[Dataset records]
** begin **

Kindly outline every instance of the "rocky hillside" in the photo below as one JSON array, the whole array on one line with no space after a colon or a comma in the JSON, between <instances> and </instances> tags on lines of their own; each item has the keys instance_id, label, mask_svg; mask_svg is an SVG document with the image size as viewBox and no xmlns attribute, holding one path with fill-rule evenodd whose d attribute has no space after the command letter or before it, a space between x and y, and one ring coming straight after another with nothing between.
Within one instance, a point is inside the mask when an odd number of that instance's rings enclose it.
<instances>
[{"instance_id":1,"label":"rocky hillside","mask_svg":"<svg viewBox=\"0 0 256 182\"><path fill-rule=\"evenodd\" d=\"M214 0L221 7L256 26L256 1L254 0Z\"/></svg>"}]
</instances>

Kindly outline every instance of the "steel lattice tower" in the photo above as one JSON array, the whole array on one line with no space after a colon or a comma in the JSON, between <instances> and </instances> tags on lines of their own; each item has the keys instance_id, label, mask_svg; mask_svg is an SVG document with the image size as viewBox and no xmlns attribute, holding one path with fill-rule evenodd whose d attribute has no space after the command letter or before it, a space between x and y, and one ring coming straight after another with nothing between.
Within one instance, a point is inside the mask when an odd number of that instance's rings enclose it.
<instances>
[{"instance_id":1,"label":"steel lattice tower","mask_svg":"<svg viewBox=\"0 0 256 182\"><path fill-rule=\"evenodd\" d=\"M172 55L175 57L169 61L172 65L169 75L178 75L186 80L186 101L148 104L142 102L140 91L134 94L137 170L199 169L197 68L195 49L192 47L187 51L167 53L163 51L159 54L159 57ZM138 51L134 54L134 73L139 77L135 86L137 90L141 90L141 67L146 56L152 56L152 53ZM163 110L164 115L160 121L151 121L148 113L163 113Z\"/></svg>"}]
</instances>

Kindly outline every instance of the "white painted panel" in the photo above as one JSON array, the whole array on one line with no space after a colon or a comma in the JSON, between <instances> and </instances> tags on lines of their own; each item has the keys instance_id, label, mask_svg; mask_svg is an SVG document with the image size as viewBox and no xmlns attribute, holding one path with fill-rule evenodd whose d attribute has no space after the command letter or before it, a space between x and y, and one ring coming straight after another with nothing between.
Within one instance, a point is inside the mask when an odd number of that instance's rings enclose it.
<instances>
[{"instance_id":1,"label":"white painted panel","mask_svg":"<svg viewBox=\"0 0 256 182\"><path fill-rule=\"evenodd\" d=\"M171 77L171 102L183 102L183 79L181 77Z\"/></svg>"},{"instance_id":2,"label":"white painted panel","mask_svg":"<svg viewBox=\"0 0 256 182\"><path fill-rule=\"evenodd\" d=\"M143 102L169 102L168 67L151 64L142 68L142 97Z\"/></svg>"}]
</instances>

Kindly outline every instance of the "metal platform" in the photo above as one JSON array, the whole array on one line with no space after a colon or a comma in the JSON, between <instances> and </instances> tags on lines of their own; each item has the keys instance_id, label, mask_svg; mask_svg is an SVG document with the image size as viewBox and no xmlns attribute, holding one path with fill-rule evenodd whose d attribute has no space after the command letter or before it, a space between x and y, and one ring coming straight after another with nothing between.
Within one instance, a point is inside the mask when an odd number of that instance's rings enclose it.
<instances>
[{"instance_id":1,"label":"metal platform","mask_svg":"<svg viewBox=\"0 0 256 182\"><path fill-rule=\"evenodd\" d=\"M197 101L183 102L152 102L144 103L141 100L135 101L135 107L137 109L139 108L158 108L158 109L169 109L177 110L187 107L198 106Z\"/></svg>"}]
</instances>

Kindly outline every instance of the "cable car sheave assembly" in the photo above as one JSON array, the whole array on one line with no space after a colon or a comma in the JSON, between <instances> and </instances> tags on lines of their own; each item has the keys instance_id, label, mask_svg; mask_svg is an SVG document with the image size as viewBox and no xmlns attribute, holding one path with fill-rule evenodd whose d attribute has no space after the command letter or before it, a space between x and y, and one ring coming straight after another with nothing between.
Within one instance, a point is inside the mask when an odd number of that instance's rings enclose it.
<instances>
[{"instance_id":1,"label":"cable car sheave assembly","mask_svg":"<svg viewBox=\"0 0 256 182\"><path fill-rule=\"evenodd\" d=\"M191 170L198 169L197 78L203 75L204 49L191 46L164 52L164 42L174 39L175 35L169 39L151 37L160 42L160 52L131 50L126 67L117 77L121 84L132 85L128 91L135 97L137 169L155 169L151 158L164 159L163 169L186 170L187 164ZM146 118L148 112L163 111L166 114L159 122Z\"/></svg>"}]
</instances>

** end **
** begin **

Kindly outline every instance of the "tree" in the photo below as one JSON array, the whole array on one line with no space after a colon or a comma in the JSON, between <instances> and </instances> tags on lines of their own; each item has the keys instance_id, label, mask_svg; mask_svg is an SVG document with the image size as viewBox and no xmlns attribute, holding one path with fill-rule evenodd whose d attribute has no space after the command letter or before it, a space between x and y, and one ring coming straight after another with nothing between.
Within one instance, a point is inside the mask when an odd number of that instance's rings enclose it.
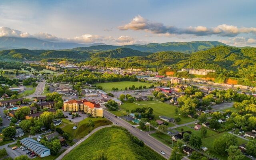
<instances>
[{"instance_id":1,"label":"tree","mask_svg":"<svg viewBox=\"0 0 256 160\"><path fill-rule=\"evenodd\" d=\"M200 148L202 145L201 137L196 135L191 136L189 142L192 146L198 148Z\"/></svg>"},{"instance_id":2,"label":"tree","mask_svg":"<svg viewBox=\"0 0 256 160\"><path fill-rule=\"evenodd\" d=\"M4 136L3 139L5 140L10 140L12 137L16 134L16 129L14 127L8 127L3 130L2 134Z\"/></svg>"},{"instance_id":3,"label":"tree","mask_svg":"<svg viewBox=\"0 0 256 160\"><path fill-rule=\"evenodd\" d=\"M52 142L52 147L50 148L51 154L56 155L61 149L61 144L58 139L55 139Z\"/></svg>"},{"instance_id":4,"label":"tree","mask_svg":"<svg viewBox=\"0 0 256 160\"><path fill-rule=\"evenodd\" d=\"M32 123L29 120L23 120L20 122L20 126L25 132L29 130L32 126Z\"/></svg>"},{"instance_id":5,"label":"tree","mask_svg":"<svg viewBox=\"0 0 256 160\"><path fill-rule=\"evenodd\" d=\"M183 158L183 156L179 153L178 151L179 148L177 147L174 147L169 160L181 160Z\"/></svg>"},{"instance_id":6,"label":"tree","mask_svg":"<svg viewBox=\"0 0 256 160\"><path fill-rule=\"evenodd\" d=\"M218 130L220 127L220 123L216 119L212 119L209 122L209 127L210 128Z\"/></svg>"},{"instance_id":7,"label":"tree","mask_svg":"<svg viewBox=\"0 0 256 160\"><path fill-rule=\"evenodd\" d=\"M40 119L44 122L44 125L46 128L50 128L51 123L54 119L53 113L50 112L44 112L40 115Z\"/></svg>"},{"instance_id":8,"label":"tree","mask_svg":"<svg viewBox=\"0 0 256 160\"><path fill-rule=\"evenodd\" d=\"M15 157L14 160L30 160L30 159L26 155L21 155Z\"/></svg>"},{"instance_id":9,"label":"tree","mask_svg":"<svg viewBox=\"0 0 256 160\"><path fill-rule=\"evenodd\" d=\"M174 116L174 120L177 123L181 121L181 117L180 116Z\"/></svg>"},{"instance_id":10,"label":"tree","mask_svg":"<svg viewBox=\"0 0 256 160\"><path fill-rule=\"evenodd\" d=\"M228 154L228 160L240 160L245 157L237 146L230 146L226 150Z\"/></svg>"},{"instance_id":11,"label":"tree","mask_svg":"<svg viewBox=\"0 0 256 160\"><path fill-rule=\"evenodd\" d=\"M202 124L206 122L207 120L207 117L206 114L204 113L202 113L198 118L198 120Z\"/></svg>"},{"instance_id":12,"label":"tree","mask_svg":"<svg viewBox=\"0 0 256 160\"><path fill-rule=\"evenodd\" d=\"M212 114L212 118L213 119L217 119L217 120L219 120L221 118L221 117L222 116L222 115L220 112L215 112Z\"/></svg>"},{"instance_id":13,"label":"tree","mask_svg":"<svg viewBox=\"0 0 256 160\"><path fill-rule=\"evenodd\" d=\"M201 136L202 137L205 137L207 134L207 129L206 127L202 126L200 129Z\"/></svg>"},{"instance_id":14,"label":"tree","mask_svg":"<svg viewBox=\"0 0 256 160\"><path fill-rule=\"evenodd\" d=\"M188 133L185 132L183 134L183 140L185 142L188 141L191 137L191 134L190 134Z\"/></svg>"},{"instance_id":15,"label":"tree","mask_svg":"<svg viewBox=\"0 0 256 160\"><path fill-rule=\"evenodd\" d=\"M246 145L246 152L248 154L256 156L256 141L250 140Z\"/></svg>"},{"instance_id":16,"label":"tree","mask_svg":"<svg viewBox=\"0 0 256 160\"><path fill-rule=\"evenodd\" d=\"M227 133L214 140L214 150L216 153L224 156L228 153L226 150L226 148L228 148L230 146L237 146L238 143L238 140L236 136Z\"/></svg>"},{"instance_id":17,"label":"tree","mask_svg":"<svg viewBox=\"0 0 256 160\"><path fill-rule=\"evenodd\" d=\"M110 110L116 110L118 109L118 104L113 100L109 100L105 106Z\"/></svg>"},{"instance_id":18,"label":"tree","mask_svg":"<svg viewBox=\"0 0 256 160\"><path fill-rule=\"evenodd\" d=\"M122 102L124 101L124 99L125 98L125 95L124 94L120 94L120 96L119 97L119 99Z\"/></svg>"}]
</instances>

** end **

**What is needed:**
Count the lines in the records above that contain the string "platform", with case counting, and give only the number.

**Answer for the task:**
2